**EXTRACT TO READ**
- - - - -

0%

From disease to protein to variant

UniProt makes it easy to identify and retrieve disease-related proteins and the disease-causing variants that they contain. One way to do this is to follow the steps below. In this example, we are interested in finding out about spinal muscular atrophy 2 which is also known as SMA2.

On the UniProt website, select ‘Human diseases’ from the drop-down menu next to the search box, add the disease name ‘sma2’ in the search box and click on the ‘Search’ button (Figure 70).

Figure 70 ‘Human diseases’ search for ‘sma2’.

The search returns a link to a page which gives an overview of the disease and links to resources which can tell you more (Figure 71). 

Figure 71 Search result for ‘sma2’.

Click on the ‘View proteins’ link to access a list of all proteins known to be genetically associated with the disease. In this case, currently only 1 protein is linked, survival motor neuron protein (Figure 72).

Figure 72 ‘spinal muscular atrophy 2’ disease mapped to UniProtKB results.

Click on the ‘Q16637’ accession number in the results table to access the entry and then click on the ‘Disease & Variants’ link in the menu on the left side of the page to jump directly to that section within the entry (Figure 73). The protein is associated with a number of diseases including SMA2 and you can find information in the entry about the disease as well as variants in the protein which are associated with this disorder.

Figure 73 ‘Disease and Variants’ section of UniProtKB entry ‘Q16637’ describing SMA2.
As well as accessing variant information from the website, UniProt also provides variation information through FTP downloads. The humsavar.txt file is an index of manually curated human polymorphisms and disease mutations in UniProtKB/Swiss-Prot. Additional files are provided for a number of species, including human, which list variants from sources – such as 1000 Genomes, Ensembl and COSMIC (v71) – that are not in UniProtKB and that modify the protein sequence, including nonsynonymous or missense variants, stop lost, stop gained and initiator codon variants.

- - - - -

**SUPPLIED ENTRIES**
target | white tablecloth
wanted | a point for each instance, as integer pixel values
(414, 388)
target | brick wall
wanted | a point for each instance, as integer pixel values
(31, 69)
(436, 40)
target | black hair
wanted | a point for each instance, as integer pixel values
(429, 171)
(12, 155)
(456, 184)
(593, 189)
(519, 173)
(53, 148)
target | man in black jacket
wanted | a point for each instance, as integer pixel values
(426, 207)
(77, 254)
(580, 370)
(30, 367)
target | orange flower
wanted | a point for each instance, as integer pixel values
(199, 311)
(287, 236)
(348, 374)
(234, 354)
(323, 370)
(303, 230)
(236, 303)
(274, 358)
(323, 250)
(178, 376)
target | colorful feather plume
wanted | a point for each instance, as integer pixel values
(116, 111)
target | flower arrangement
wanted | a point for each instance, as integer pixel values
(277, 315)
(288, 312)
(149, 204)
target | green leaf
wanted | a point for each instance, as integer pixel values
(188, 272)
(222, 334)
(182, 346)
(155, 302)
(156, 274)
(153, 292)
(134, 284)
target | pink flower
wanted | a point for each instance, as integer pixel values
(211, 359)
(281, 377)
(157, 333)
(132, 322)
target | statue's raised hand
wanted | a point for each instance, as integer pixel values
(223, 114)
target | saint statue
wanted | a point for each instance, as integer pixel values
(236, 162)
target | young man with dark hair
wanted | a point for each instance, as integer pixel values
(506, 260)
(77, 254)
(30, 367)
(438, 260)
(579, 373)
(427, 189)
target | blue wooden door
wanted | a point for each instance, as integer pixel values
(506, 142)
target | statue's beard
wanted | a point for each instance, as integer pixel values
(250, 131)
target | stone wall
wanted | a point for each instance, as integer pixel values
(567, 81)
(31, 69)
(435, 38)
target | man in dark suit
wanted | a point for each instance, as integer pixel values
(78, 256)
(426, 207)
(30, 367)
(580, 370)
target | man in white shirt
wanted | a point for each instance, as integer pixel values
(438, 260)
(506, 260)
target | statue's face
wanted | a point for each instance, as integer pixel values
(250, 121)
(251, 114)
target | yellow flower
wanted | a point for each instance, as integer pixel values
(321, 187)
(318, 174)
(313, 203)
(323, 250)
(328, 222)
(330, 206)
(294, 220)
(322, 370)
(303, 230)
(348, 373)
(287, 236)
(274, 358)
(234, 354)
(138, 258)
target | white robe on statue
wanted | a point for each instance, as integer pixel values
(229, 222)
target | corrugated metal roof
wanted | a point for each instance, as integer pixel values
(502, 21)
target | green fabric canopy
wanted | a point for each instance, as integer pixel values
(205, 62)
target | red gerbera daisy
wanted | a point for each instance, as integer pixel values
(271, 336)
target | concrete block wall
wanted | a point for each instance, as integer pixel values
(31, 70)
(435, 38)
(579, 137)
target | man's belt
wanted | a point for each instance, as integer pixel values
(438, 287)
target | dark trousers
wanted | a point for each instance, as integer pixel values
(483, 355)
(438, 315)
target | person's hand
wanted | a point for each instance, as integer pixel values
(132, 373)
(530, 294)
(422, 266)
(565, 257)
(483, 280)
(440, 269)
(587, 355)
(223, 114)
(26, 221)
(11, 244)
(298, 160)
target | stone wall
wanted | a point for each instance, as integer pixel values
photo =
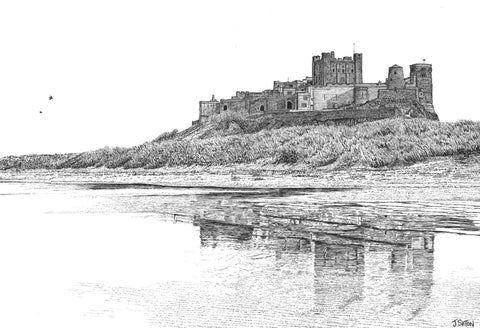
(332, 96)
(344, 116)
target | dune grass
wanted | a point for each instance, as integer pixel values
(233, 139)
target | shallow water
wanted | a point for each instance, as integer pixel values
(119, 255)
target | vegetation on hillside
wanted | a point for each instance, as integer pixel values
(233, 139)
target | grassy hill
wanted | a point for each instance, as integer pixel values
(233, 139)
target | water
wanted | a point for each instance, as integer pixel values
(114, 255)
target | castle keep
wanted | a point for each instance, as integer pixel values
(336, 89)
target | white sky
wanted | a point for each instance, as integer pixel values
(122, 72)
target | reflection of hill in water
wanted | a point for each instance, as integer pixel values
(355, 270)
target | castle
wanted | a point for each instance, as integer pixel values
(336, 88)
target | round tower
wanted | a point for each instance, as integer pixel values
(395, 78)
(421, 77)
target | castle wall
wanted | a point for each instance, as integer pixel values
(304, 101)
(398, 95)
(369, 91)
(234, 105)
(332, 96)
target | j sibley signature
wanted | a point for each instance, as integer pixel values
(463, 323)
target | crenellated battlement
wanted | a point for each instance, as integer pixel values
(335, 84)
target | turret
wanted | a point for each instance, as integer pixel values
(421, 77)
(357, 61)
(395, 78)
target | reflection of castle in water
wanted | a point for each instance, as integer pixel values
(355, 266)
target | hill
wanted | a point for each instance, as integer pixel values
(231, 140)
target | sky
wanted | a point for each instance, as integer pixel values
(122, 72)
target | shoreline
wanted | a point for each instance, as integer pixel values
(441, 171)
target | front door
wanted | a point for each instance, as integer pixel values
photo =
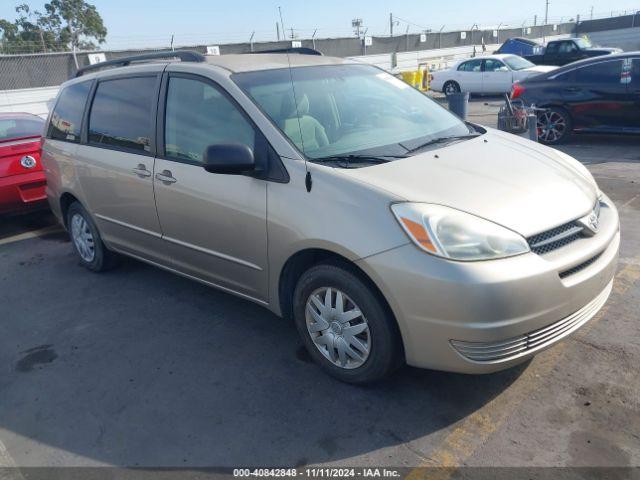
(115, 167)
(496, 77)
(214, 225)
(633, 94)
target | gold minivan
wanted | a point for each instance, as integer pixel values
(334, 194)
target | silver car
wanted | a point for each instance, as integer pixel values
(334, 194)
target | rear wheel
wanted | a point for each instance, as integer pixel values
(554, 126)
(344, 326)
(86, 240)
(451, 87)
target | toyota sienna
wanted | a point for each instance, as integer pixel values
(336, 195)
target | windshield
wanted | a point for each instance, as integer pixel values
(518, 63)
(583, 43)
(20, 127)
(335, 110)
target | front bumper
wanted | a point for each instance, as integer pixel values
(480, 317)
(22, 192)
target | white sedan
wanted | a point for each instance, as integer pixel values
(490, 74)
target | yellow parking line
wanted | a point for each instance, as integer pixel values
(32, 234)
(473, 431)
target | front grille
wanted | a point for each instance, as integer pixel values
(512, 348)
(560, 236)
(579, 267)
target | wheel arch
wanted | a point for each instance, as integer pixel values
(66, 199)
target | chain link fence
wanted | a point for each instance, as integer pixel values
(35, 70)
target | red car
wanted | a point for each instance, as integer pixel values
(22, 181)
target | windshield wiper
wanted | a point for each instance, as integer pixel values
(435, 141)
(351, 159)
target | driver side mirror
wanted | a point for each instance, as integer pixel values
(229, 158)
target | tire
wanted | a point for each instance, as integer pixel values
(450, 87)
(87, 242)
(554, 126)
(324, 341)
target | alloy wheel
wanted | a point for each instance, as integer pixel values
(552, 126)
(338, 328)
(83, 238)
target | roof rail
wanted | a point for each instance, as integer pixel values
(183, 55)
(298, 50)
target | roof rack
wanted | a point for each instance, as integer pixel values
(298, 50)
(183, 55)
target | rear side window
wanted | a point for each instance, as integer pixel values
(600, 73)
(198, 115)
(21, 127)
(66, 119)
(121, 114)
(470, 66)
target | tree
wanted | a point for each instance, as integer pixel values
(64, 25)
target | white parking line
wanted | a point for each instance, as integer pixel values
(8, 468)
(33, 234)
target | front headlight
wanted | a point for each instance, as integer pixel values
(456, 235)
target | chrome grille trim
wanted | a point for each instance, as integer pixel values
(515, 347)
(559, 236)
(580, 267)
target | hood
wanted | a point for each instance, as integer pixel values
(539, 69)
(603, 50)
(511, 181)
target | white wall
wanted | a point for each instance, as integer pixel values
(437, 58)
(30, 100)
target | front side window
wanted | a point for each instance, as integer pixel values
(199, 115)
(600, 73)
(567, 47)
(121, 114)
(492, 65)
(66, 118)
(337, 110)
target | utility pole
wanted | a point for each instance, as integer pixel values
(546, 13)
(282, 23)
(44, 46)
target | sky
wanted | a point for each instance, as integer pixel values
(151, 23)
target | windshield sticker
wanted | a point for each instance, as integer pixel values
(625, 77)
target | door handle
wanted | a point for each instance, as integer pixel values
(165, 177)
(141, 171)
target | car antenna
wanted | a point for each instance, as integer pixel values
(307, 179)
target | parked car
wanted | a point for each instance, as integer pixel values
(520, 46)
(597, 95)
(22, 181)
(568, 50)
(332, 193)
(490, 74)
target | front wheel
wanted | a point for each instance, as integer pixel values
(554, 126)
(86, 240)
(344, 326)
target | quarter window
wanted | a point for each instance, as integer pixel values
(66, 119)
(199, 115)
(121, 114)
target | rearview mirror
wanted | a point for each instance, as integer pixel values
(229, 158)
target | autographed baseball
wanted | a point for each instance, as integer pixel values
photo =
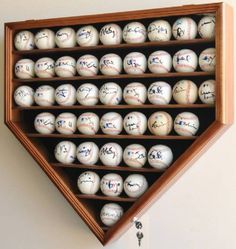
(111, 184)
(135, 123)
(24, 40)
(185, 92)
(207, 92)
(88, 183)
(186, 124)
(65, 66)
(111, 154)
(44, 123)
(66, 123)
(206, 27)
(185, 60)
(135, 93)
(134, 32)
(65, 38)
(45, 67)
(110, 64)
(65, 95)
(159, 93)
(87, 94)
(88, 123)
(87, 36)
(159, 30)
(135, 63)
(111, 213)
(45, 39)
(110, 34)
(160, 123)
(111, 123)
(88, 153)
(160, 156)
(110, 94)
(135, 185)
(207, 60)
(87, 65)
(160, 62)
(135, 155)
(65, 152)
(44, 95)
(24, 96)
(184, 28)
(24, 69)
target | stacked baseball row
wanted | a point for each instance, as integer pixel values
(135, 123)
(184, 60)
(184, 28)
(110, 154)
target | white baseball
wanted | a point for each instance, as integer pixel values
(134, 32)
(111, 213)
(184, 28)
(160, 123)
(88, 123)
(65, 152)
(44, 123)
(185, 92)
(160, 62)
(66, 123)
(135, 93)
(135, 155)
(135, 63)
(87, 94)
(207, 92)
(159, 30)
(87, 65)
(24, 69)
(24, 40)
(111, 154)
(110, 64)
(111, 123)
(110, 34)
(160, 156)
(65, 38)
(45, 39)
(186, 124)
(45, 67)
(65, 66)
(207, 60)
(87, 36)
(159, 93)
(24, 96)
(111, 184)
(206, 27)
(88, 183)
(135, 123)
(44, 95)
(88, 153)
(65, 95)
(135, 185)
(185, 60)
(110, 94)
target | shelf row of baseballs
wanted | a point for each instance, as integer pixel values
(160, 123)
(158, 62)
(184, 28)
(110, 93)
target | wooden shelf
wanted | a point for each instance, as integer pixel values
(120, 76)
(96, 136)
(106, 198)
(102, 167)
(119, 46)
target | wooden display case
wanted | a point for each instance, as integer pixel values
(214, 119)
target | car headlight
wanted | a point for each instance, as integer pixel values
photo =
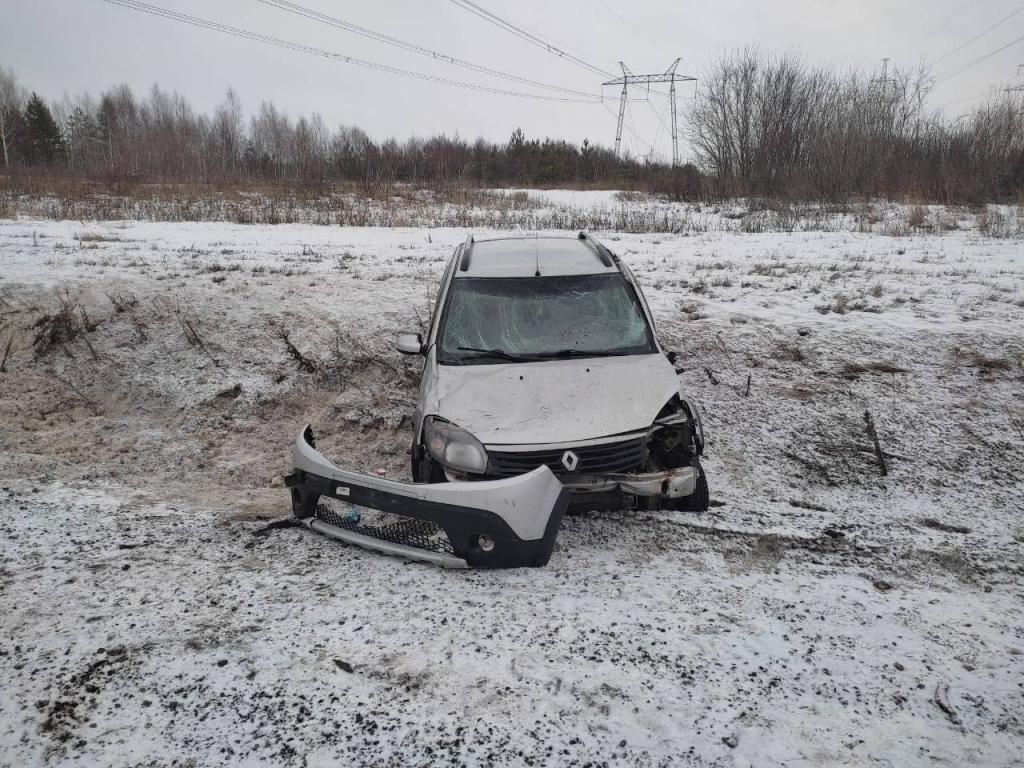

- - - - -

**ASSIGNED TASK 1**
In the UniProt tutorial, what does the humsavar.txt file index?
**ASSIGNED TASK 2**
From the UniProt tutorial, write out word for word the stretch from "The search returns" through "with this disorder.".
Work only from the UniProt tutorial.

**FINAL ANSWER 1**
It indexes manually curated human polymorphisms and disease mutations in UniProtKB/Swiss-Prot.

**FINAL ANSWER 2**
The search returns a link to a page which gives an overview of the disease and links to resources which can tell you more (Figure 71). 

Figure 71 Search result for ‘sma2’.

Click on the ‘View proteins’ link to access a list of all proteins known to be genetically associated with the disease. In this case, currently only 1 protein is linked, survival motor neuron protein (Figure 72).

Figure 72 ‘spinal muscular atrophy 2’ disease mapped to UniProtKB results.

Click on the ‘Q16637’ accession number in the results table to access the entry and then click on the ‘Disease & Variants’ link in the menu on the left side of the page to jump directly to that section within the entry (Figure 73). The protein is associated with a number of diseases including SMA2 and you can find information in the entry about the disease as well as variants in the protein which are associated with this disorder.